::: Information given

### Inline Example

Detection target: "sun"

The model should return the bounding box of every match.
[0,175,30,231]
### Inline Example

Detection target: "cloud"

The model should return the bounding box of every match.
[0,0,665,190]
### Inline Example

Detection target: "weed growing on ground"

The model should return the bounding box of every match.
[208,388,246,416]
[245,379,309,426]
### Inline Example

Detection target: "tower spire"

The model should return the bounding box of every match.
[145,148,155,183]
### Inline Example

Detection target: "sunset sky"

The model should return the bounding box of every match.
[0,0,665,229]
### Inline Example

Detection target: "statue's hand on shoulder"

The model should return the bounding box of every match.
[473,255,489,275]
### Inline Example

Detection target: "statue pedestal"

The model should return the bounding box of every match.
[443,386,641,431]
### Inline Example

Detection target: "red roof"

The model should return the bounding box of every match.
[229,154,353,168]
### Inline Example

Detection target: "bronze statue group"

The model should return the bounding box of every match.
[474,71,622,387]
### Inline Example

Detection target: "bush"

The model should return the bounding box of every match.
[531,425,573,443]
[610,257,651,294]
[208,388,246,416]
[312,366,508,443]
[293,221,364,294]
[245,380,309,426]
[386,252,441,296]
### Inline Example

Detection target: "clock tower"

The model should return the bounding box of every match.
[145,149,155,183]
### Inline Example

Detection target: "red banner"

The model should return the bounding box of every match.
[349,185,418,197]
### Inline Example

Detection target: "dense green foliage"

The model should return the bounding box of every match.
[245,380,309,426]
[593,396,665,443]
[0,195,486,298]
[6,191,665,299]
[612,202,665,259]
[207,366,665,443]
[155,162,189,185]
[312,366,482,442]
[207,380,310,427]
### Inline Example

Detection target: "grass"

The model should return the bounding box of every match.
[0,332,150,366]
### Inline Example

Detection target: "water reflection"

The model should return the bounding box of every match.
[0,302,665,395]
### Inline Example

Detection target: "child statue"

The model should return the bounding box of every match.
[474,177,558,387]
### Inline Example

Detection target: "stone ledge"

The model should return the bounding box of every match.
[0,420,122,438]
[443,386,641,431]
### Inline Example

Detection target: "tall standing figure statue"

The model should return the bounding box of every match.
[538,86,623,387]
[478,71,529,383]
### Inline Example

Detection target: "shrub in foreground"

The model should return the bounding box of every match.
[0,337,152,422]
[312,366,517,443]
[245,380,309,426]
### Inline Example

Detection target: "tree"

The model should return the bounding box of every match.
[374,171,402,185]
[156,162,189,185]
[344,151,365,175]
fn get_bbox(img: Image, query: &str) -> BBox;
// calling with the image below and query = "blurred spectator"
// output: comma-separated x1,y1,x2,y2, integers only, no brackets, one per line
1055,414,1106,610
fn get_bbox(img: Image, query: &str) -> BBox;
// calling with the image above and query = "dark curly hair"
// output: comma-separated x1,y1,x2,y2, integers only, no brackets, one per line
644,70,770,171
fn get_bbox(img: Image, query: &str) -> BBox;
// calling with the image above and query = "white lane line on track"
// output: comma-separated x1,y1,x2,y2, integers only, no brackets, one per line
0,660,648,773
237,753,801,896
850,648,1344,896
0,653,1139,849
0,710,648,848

::::::

(Exercise details) Reproduce all of the rows above, substituting "each match" for every occurrence of "every match" and leaving everything else unchanged.

(Response for this exercise)
### Inline Example

Detection target: "sun"

The model should return the bounding box of each match.
[0,175,30,231]
### Inline Example

Detection target: "cloud"

The model should return the bounding box of each match.
[0,0,665,190]
### Inline Example

Detection target: "weed growing on ground"

The model should return the bounding box of each match.
[208,388,246,416]
[245,379,309,426]
### Inline Example

Detection target: "tower spire"

The model should return the bounding box of each match.
[145,148,155,183]
### Inline Example

Detection target: "sunset sky"

The model should return the bounding box of each match.
[0,0,665,229]
### Inline Example

Detection target: "statue's hand on shoulder"

The model should return the bounding box of each match.
[473,255,489,275]
### Inline Example

Detection target: "statue pedestal"

The model should return the bounding box of each match.
[443,386,641,431]
### Inline Example

Detection target: "red roof"

The model should return the bounding box of each match.
[229,154,353,168]
### Inline Example

Detection target: "bronze statue group"

The model should return the bounding box of each match.
[474,71,622,387]
### Inline Example

Detection target: "bush"

The model should return the bounding box of each match.
[531,425,573,443]
[610,257,651,294]
[208,388,246,416]
[312,366,508,443]
[293,221,364,294]
[245,380,309,426]
[386,252,441,296]
### Inline Example

Detection target: "clock tower"

The model should return the bounding box of each match.
[145,149,155,183]
### Inline Example

Detection target: "red banner"

The model should return the bounding box of each match.
[349,185,418,197]
### Inline Example

Detection target: "dense green foliage"

The model should return the bounding box of each match.
[245,380,309,426]
[593,396,665,443]
[0,195,486,298]
[6,191,665,299]
[612,202,665,259]
[207,366,665,443]
[155,162,189,185]
[312,366,482,442]
[207,380,310,427]
### Inline Example

Detection target: "grass"

The model should return the bounding box of each match.
[0,332,150,366]
### Inline Example

Detection target: "water reflection"

The model should return the bounding box of each match.
[0,302,665,395]
### Inline Example

Detection target: "child statue"

The model should return the bounding box of each match.
[474,177,558,387]
### Inline Example

Detection target: "stone ledge"

The model should return the bounding box of each match.
[0,420,122,438]
[443,386,641,431]
### Inline Example

Detection target: "tall standing figure statue"

The model should return the bounding box of each match.
[538,86,623,387]
[478,71,529,383]
### Inline Example

Detection target: "shrub in foreground"

The model should return the bounding box of each match.
[0,337,152,422]
[312,366,517,443]
[245,380,309,426]
### Inline Example

Detection target: "tree"

The model should return the bounding box of each match.
[374,171,402,185]
[156,162,189,185]
[344,151,365,175]
fn get_bbox(img: Image, query: &str) -> BBox;
// calling with the image below and query = "blurred spectator"
// output: comma-separated x1,y1,x2,y2, integers only, no brackets, one per line
1055,414,1106,610
fn get_bbox(img: Image, query: &str) -> BBox;
// calling with the image above and query = "dark curly hair"
// output: comma-separated x1,y1,x2,y2, integers only, no brackets, one per line
644,70,770,171
fn get_bbox(img: Image, query: &str) -> BBox;
// calling with the image above and query = "white lane line on track"
// output: comma-separated x1,y1,x2,y2, integers only, no brackets, one per line
0,660,648,773
237,753,801,896
850,648,1344,896
0,653,1139,849
0,710,648,848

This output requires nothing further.